Quote the lines below word for word, changing nothing.
Start of Provided data
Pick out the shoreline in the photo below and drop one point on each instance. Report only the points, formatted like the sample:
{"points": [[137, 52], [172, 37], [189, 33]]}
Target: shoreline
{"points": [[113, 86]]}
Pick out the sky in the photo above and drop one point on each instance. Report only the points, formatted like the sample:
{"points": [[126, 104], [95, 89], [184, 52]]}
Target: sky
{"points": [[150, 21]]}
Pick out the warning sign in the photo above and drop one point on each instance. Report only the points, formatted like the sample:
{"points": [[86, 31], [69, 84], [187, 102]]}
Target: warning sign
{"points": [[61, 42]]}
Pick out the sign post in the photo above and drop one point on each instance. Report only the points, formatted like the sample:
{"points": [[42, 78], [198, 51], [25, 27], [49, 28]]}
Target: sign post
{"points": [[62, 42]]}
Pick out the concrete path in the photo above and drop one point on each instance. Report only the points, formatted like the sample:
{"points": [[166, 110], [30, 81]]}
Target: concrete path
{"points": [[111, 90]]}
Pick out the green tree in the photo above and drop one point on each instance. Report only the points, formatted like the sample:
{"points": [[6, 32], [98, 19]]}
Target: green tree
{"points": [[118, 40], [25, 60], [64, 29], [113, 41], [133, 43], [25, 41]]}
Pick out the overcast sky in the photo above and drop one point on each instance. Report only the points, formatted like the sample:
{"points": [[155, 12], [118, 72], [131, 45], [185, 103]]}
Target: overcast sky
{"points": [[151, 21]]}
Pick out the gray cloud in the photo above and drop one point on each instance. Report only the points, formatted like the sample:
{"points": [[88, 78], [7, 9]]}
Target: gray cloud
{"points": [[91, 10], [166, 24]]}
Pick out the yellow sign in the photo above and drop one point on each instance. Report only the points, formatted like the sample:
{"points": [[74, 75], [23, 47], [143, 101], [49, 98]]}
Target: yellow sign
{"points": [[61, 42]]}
End of Provided data
■ **Expected answer**
Pick out the shoreline in the photo below and drop one point on each instance. Report only the points, formatted like the sample:
{"points": [[137, 52], [172, 37], [189, 33]]}
Target: shoreline
{"points": [[113, 86]]}
Pick out the sky in the photo above and drop one point on each instance. Report only the points, formatted like the sample:
{"points": [[126, 104], [95, 89], [184, 52]]}
Target: sky
{"points": [[150, 21]]}
Pick out the warning sign in the photo above and drop one point on each instance. Report only the points, formatted like the sample:
{"points": [[86, 31], [69, 84], [187, 102]]}
Target: warning sign
{"points": [[61, 42]]}
Pick out the sign post in the photo above and drop one point on each instance. Report only the points, formatted like the sample:
{"points": [[42, 78], [198, 51], [25, 27], [49, 28]]}
Target: sign post
{"points": [[62, 42]]}
Pick out the concrete path in the photo above and drop one point on each instance. Report only the points, formatted like the sample:
{"points": [[166, 110], [30, 81]]}
Target: concrete path
{"points": [[111, 90]]}
Pick out the green tree in the photo above and drop one point on each instance. Report only the points, formatted like the sample:
{"points": [[6, 32], [98, 19]]}
Target: green tree
{"points": [[118, 40], [25, 60], [64, 29], [113, 41], [133, 43], [25, 41]]}
Pick out the overcast sky in the photo above and drop one point on each instance. Report only the points, formatted like the sample:
{"points": [[155, 12], [118, 72], [131, 45], [185, 103]]}
Target: overcast sky
{"points": [[151, 21]]}
Pick out the gray cloud in the photo above and drop one point on each instance. Report only the points, formatted like the sample:
{"points": [[88, 78], [7, 9]]}
Target: gray cloud
{"points": [[91, 10], [166, 24]]}
Pick out the yellow sign in the photo above and drop one point on each instance. Report only the points, formatted like the sample:
{"points": [[74, 75], [23, 47], [143, 101], [49, 98]]}
Target: yellow sign
{"points": [[61, 42]]}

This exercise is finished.